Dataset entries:
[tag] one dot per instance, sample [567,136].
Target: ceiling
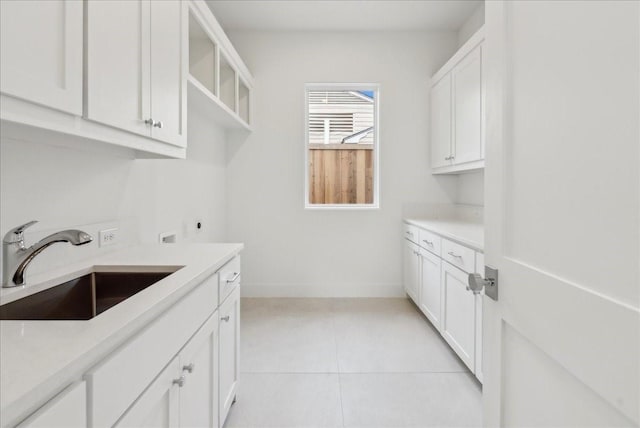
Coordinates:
[345,15]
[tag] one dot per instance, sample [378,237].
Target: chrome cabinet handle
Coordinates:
[234,277]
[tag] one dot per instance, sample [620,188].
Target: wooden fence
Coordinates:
[341,173]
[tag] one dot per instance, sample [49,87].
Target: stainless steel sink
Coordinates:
[84,297]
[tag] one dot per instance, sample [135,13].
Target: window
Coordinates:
[341,146]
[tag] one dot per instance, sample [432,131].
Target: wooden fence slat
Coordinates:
[341,176]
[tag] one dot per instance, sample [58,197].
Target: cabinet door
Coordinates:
[411,271]
[68,409]
[467,108]
[430,287]
[157,407]
[479,298]
[169,70]
[441,122]
[199,361]
[118,47]
[229,352]
[41,52]
[458,313]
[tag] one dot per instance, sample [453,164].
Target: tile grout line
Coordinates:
[335,342]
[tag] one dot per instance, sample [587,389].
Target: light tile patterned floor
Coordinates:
[348,363]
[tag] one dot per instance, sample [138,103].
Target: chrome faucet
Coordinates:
[16,257]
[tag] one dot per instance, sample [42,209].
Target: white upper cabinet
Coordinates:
[136,76]
[457,103]
[41,52]
[441,122]
[466,80]
[118,64]
[218,81]
[169,69]
[80,73]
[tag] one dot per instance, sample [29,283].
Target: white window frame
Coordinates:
[375,87]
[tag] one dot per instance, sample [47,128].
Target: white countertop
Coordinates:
[40,358]
[467,233]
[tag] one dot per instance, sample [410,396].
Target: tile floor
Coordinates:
[348,363]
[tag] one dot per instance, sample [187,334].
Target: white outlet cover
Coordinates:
[108,237]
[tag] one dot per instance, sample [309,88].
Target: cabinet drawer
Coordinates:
[229,277]
[115,383]
[458,255]
[430,241]
[411,232]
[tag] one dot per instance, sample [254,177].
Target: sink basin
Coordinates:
[84,297]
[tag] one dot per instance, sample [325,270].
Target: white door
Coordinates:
[229,352]
[411,270]
[41,52]
[169,21]
[466,80]
[199,361]
[458,314]
[562,213]
[441,122]
[430,287]
[118,77]
[158,406]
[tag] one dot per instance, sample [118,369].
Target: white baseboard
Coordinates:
[332,290]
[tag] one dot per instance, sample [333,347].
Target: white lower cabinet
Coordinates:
[199,364]
[435,278]
[180,370]
[68,409]
[185,393]
[459,312]
[411,271]
[158,406]
[229,352]
[430,295]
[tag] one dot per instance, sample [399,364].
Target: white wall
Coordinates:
[471,188]
[63,187]
[471,25]
[295,252]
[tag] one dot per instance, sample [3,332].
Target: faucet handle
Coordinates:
[15,234]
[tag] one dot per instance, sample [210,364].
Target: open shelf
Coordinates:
[244,101]
[202,56]
[227,83]
[202,99]
[214,83]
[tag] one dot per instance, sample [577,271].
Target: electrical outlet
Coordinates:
[108,237]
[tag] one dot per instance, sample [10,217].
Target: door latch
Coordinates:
[490,284]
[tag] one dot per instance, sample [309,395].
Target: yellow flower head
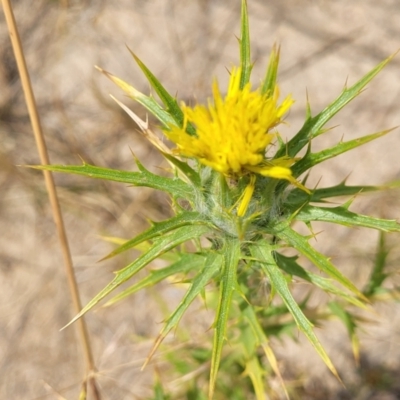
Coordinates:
[232,133]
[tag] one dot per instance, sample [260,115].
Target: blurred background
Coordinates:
[324,44]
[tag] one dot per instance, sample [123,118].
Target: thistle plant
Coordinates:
[236,192]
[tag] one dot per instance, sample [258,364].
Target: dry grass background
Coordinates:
[185,43]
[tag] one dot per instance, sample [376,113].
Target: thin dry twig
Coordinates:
[89,380]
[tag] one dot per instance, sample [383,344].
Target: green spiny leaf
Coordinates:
[245,62]
[169,101]
[160,246]
[291,267]
[256,374]
[264,255]
[342,216]
[186,263]
[212,265]
[184,167]
[227,286]
[161,228]
[268,86]
[312,159]
[175,187]
[300,243]
[147,102]
[313,125]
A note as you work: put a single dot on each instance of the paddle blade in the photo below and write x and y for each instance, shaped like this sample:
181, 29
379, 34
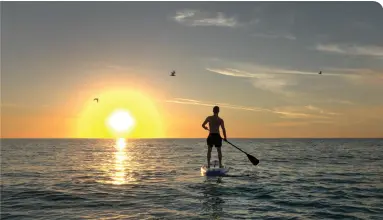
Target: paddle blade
253, 160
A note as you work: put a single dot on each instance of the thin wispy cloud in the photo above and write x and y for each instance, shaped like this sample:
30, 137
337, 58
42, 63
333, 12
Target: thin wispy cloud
353, 50
275, 36
190, 17
206, 103
273, 79
286, 112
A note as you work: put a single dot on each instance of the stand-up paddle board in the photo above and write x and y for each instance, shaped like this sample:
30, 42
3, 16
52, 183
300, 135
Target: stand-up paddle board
214, 171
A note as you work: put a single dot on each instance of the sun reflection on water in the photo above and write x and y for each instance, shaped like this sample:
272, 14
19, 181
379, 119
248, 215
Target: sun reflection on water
120, 162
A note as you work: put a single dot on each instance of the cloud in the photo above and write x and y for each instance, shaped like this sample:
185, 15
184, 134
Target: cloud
275, 36
202, 18
285, 112
206, 103
353, 50
273, 79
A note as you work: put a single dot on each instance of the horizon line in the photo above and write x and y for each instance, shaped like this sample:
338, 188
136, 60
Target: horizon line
194, 138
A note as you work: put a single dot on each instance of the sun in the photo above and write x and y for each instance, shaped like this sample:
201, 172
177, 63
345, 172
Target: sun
121, 121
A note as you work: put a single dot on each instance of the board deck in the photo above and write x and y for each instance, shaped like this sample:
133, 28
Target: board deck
214, 171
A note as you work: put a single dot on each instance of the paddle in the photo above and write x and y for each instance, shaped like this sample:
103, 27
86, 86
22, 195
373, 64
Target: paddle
252, 159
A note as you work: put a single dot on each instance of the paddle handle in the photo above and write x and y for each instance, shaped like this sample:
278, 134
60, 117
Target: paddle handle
235, 146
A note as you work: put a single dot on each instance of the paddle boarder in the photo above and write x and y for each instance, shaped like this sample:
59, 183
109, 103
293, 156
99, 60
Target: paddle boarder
214, 138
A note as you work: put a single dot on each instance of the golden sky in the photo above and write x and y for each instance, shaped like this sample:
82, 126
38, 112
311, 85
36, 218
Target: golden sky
260, 68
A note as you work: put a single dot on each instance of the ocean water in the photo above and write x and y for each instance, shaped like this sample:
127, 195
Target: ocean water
161, 179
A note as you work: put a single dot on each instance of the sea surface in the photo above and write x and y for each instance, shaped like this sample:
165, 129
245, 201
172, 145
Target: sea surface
161, 179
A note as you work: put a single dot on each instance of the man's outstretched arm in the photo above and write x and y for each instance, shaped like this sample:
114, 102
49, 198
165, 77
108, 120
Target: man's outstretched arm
204, 123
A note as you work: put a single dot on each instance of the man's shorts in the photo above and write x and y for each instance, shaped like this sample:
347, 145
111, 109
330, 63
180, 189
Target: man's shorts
214, 139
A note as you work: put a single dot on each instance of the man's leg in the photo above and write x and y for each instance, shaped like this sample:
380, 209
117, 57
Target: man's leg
219, 156
209, 156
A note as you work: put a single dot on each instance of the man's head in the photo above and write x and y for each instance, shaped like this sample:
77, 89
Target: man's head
216, 110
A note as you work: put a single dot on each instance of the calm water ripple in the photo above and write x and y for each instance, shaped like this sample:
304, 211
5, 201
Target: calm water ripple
160, 179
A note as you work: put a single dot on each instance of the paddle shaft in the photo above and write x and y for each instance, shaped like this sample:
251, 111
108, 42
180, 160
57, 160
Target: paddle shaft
236, 147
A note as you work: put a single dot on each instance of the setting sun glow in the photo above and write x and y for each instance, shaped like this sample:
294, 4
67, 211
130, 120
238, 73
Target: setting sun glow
121, 121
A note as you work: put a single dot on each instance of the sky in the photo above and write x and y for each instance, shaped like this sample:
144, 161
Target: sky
259, 61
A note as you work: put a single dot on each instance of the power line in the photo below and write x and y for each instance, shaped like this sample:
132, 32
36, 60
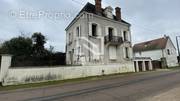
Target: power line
144, 27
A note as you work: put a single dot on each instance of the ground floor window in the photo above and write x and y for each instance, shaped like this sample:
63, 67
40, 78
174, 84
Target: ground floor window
112, 52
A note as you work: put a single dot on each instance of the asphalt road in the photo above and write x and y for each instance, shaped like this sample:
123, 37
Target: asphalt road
134, 87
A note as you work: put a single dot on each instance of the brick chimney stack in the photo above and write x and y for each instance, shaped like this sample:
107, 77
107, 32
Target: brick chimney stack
118, 13
98, 6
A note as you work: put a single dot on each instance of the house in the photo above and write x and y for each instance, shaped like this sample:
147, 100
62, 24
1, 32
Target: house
98, 36
162, 51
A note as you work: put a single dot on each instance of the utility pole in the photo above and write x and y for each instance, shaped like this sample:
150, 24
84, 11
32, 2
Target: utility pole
178, 49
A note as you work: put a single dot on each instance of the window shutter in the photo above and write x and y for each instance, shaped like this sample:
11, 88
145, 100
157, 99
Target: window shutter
128, 35
115, 32
112, 52
124, 52
106, 31
79, 30
99, 32
90, 29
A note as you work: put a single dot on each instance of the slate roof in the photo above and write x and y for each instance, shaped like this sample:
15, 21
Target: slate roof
151, 45
90, 8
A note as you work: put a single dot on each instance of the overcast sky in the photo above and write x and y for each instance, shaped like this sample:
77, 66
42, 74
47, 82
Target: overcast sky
150, 19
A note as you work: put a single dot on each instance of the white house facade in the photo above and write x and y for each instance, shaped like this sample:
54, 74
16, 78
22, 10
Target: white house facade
158, 50
97, 36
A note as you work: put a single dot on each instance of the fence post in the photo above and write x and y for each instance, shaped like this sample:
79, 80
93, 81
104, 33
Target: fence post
5, 64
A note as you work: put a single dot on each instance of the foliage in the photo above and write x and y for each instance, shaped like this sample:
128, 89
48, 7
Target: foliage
17, 46
38, 44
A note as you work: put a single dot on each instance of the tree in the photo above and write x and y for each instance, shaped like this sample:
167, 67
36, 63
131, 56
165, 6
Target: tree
17, 46
38, 44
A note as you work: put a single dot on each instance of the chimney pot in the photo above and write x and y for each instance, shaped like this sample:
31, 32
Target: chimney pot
118, 13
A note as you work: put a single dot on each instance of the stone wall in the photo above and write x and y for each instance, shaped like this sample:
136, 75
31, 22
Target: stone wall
25, 75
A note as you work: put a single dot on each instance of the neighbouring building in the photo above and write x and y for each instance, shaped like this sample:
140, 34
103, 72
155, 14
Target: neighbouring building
162, 51
98, 36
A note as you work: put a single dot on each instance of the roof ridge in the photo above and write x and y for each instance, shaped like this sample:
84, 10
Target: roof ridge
149, 41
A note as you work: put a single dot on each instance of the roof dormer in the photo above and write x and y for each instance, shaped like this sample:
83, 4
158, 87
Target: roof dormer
108, 12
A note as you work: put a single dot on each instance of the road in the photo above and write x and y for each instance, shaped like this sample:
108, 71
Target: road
133, 87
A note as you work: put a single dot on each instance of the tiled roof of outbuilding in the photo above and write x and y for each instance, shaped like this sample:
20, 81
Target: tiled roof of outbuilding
151, 45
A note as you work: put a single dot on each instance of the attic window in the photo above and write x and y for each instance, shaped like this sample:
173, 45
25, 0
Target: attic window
94, 29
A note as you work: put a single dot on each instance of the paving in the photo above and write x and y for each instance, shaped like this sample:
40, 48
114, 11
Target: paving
150, 86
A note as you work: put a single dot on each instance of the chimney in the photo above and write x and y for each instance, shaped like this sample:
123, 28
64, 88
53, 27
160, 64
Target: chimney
118, 13
98, 6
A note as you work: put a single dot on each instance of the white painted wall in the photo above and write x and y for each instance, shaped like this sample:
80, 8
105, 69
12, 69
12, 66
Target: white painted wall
158, 54
42, 74
5, 64
154, 54
172, 58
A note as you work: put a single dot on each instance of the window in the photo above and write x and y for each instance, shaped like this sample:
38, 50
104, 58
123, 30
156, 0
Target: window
110, 32
69, 37
94, 29
127, 52
112, 52
168, 52
78, 32
125, 35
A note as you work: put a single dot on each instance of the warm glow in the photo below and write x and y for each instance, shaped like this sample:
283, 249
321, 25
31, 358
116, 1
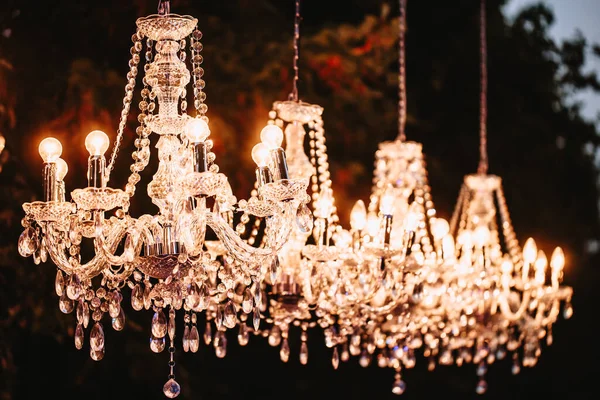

**Exercise brief**
Look through the data above and return exactly the lines from the one that contains "[tag] one dot per instance, sample [123,118]." to the one that contains "Target: green spiny leaf", inclusive, with nothing else.

**Result**
[tag] one dot per instance, sample [123,118].
Target: thistle plant
Coordinates:
[236,192]
[tag] one dot per instance, sample [258,364].
Target: dry grass background
Coordinates:
[185,43]
[tag] one dot per instance, sample [376,113].
Target: thin dry twig
Coordinates:
[89,380]
[tag] one dot per instance, sample [383,344].
Target: green spiny leaf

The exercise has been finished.